Stored dataset items
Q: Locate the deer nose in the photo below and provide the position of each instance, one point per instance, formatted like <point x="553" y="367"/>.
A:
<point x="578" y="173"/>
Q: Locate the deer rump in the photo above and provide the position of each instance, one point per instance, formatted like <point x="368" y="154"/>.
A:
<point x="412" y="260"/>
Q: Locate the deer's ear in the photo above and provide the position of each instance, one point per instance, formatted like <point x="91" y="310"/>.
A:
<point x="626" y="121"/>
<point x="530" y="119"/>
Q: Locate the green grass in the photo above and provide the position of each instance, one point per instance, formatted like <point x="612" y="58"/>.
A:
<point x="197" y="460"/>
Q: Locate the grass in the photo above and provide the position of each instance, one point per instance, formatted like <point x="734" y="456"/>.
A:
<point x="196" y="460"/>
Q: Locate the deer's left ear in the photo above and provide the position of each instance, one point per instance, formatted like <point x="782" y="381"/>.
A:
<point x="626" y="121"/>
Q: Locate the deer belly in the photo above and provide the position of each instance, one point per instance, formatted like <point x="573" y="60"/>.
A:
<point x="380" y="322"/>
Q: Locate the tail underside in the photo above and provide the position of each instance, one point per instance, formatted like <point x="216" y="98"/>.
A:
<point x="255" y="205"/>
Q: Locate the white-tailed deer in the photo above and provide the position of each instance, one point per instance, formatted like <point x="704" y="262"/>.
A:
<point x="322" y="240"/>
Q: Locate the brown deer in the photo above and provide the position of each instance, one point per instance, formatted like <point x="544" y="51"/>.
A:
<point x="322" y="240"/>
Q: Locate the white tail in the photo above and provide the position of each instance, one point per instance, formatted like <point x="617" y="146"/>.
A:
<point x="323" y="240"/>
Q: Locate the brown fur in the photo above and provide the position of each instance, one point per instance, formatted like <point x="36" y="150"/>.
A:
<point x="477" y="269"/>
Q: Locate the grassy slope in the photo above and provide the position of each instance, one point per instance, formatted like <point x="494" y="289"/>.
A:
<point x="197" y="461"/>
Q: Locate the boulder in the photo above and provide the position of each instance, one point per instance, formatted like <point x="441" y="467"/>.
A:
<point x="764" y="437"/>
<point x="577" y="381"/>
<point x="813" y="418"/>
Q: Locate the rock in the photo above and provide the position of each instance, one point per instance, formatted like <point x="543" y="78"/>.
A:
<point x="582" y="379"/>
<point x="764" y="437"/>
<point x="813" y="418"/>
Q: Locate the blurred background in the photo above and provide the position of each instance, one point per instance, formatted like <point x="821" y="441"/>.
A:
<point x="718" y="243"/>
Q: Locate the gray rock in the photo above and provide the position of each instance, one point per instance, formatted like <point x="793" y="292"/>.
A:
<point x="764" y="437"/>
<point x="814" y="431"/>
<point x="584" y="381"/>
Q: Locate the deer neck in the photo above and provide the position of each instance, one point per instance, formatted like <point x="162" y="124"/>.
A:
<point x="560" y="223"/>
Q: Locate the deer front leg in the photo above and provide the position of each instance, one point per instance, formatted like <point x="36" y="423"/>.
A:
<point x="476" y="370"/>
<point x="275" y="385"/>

Try it
Exactly as they appear above, write out all of the lines.

Answer to the exercise
Q: Locate the deer nose in the photo below and provide the position of each instance, one point per instance, formatted like <point x="553" y="367"/>.
A:
<point x="578" y="173"/>
Q: Locate the deer rump in the photo above and provide the position of each instance, one point per instance, formatted like <point x="368" y="154"/>.
A:
<point x="412" y="260"/>
Q: Locate the deer's ear in the photo above and provide the position of each instance, one point per instance, formatted like <point x="91" y="310"/>.
A:
<point x="626" y="121"/>
<point x="530" y="119"/>
Q: Locate the green grass in the photo above and provide the position of each instance, one point per instance, formatted like <point x="612" y="58"/>.
A:
<point x="197" y="460"/>
Q: Locate the grass in the photo above and provide the position of each instance, one point per instance, formatted like <point x="734" y="456"/>.
A:
<point x="196" y="460"/>
Q: Locate the deer's left ear in the photo above and provide the position of each instance, one point per instance, formatted like <point x="782" y="381"/>.
A:
<point x="626" y="121"/>
Q: Locate the deer belly in the photo above and provide the position of each instance, one point per instance, formatted like <point x="573" y="60"/>.
A:
<point x="380" y="322"/>
Q: Locate the tail underside in the photo above and provide the position of each instance, one point per instance, formatted like <point x="216" y="98"/>.
A:
<point x="255" y="205"/>
Q: Locate the white-tailed deer in the photo above and provide the position of each instance, one point per instance, formatted like <point x="704" y="262"/>.
A:
<point x="322" y="240"/>
Q: Locate the brown deer in the photo above and provide the position of each instance, one point per instance, formatted like <point x="544" y="51"/>.
A:
<point x="322" y="240"/>
Q: Locate the white tail in the photo above and provide the position of each instance, one point per instance, formatted like <point x="617" y="146"/>.
A:
<point x="323" y="240"/>
Q: Locate the brown fur in the photo above and provide the position of each instance, one point per instance, formatted like <point x="36" y="150"/>.
A:
<point x="477" y="269"/>
Q: Locate the grassy slope in the photo above and provide the position of each instance, one point per instance, formatted like <point x="494" y="289"/>.
A:
<point x="197" y="461"/>
Q: Locate the boulder in the photo above and provide the position of each instance, one point per instance, formatted like <point x="441" y="467"/>.
A:
<point x="764" y="437"/>
<point x="577" y="381"/>
<point x="813" y="418"/>
Q: Locate the rock in the photo above and provide the position of each instance, one point per instance, formatted like <point x="543" y="78"/>.
A:
<point x="582" y="379"/>
<point x="764" y="437"/>
<point x="813" y="418"/>
Q: Locate the blurred background in the photo above and provide the position of each instance, one point per instance, formatted like <point x="821" y="441"/>.
A:
<point x="718" y="243"/>
Q: Locate the gray rock in the photo above and provide the position of each instance, one point per instance, formatted like <point x="793" y="292"/>.
A:
<point x="764" y="437"/>
<point x="814" y="431"/>
<point x="584" y="381"/>
Q: Locate the deer neck in the photo above and provide the position of each instance, one point per instance, formatted like <point x="162" y="124"/>.
A:
<point x="560" y="223"/>
Q: Locate the deer front leg in the photo above and provide the position of each instance, one point per instance, formatted like <point x="36" y="423"/>.
A:
<point x="476" y="370"/>
<point x="275" y="385"/>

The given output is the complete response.